* WRITTEN REQUEST:
Reproduce the items from the beginning through the line containing "0,147,300,450", inclusive, with "fence" replaced by "barrier" and nothing else changed.

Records
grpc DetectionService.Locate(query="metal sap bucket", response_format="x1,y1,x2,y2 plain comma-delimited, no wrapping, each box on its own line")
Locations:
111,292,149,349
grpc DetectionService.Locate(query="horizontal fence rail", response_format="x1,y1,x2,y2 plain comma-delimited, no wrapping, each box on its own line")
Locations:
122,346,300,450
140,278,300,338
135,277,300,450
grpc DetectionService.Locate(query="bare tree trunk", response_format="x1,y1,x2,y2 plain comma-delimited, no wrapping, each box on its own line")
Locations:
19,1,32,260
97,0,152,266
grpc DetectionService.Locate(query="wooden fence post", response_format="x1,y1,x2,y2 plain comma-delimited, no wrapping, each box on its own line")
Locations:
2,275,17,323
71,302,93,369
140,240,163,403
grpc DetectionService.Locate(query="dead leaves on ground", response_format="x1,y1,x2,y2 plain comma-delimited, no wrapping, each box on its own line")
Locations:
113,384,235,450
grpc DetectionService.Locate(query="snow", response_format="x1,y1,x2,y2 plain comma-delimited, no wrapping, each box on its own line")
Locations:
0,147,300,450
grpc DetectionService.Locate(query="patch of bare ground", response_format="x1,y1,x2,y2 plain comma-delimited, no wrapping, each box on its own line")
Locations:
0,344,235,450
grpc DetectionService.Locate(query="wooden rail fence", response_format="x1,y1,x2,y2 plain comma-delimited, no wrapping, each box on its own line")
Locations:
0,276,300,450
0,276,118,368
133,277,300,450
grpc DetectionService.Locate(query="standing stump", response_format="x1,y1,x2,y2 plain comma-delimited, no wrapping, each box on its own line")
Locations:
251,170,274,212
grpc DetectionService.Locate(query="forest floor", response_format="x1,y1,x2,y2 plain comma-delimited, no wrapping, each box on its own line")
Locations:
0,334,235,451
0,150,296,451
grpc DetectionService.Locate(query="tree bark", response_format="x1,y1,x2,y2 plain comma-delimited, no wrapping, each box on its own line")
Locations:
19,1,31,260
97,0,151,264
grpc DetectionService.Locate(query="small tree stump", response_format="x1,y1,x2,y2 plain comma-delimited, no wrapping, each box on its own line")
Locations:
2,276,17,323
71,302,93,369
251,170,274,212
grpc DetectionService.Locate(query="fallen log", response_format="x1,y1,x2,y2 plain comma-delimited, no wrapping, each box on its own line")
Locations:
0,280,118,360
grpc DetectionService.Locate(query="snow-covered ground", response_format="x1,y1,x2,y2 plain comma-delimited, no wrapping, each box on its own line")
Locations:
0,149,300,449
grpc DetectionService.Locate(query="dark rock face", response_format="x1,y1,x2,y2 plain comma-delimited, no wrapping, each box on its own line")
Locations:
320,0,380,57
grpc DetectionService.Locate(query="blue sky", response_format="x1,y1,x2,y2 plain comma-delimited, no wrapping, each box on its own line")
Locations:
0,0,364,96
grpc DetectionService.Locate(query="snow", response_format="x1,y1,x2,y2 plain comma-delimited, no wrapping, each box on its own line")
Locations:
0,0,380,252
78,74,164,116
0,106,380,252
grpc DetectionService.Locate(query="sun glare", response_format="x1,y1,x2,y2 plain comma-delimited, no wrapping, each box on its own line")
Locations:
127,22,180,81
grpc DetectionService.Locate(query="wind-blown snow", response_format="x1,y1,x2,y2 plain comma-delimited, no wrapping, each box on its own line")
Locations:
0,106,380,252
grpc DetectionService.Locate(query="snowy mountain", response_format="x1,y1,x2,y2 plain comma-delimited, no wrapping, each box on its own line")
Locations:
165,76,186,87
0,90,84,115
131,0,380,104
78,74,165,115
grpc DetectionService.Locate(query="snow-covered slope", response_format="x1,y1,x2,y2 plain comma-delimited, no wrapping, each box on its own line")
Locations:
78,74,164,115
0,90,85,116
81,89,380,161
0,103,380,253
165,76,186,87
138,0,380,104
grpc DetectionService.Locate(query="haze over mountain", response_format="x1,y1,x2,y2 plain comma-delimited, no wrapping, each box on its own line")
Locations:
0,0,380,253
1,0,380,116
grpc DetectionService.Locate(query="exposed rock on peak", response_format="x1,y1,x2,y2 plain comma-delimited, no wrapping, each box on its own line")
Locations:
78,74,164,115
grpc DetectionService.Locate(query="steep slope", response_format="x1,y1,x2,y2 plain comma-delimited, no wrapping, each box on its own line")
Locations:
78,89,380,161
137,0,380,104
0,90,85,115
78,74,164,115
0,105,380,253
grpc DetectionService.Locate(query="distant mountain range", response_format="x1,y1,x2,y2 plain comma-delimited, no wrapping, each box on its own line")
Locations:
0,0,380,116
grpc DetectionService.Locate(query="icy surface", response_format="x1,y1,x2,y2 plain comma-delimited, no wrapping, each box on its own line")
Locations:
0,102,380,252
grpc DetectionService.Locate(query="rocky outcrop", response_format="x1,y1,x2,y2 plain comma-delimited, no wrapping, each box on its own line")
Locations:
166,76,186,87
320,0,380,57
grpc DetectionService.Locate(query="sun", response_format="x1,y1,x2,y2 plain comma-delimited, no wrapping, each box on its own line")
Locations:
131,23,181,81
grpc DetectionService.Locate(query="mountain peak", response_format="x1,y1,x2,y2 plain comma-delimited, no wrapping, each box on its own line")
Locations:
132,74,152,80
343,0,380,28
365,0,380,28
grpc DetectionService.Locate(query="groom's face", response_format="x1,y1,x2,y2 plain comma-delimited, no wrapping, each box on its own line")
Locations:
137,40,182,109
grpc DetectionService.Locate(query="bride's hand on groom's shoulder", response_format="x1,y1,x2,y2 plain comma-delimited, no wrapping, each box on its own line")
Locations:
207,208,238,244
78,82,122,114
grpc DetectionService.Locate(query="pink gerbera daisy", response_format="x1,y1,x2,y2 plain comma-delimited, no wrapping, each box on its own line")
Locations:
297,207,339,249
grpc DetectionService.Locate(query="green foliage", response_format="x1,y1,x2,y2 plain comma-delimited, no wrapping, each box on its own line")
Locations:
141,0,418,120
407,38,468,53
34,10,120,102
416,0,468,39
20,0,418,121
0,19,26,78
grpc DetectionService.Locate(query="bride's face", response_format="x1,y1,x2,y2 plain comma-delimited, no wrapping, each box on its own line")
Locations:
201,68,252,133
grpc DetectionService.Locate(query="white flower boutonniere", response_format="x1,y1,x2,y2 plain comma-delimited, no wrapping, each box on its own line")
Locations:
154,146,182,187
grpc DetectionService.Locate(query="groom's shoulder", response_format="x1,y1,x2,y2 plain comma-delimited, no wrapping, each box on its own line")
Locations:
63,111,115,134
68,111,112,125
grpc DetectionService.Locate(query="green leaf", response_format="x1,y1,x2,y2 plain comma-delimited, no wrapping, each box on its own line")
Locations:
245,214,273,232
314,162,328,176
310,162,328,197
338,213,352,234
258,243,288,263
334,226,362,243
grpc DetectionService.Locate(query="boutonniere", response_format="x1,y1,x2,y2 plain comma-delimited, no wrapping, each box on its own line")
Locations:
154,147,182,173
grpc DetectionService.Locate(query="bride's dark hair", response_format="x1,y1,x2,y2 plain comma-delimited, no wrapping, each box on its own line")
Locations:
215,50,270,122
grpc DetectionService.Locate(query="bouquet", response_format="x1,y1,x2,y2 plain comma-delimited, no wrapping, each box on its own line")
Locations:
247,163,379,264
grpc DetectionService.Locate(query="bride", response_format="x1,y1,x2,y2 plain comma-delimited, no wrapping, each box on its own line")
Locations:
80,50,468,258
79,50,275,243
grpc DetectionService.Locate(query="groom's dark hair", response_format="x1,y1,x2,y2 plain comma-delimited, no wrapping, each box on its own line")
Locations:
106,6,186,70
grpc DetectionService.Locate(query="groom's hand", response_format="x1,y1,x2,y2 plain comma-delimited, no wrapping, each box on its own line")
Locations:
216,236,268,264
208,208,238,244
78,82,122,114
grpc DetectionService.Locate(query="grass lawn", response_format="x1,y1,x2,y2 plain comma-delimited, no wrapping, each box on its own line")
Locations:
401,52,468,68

* THE RESULT:
grpc DetectionService.Locate(query="metal sap bucket", response_format="x1,y1,x2,y2 plain comma-delimited, no wrapping, each box on its own line")
Locations:
111,292,149,349
grpc DetectionService.Locate(query="horizontal barrier rail", response_format="x1,y1,x2,y2 plain comma-delimited, no wrapping, each box on its own line")
Locations:
122,346,300,450
140,278,300,338
135,277,300,450
grpc DetectionService.Locate(query="bare tree trunk", response_format="x1,y1,x2,y2 plain comma-delimited, no wrapping, each box on its own line")
Locations:
19,1,32,260
97,0,152,266
grpc DetectionService.Locate(query="wooden barrier post", response_format="x1,y1,x2,y2 plain comma-delimited, no wrapping, each box on its own line")
Locations:
2,275,17,323
71,302,93,369
140,240,163,403
grpc DetectionService.Locate(query="dead leaves on ground", response_format="x1,y1,x2,y2 plain comma-delimited, no wrapping, each box on its own line")
Locations:
113,384,235,450
grpc DetectionService.Locate(query="snow", response_format="x1,y1,x2,y2 plain comma-delimited, no wrapping, each box on its own line")
Locations:
0,147,300,450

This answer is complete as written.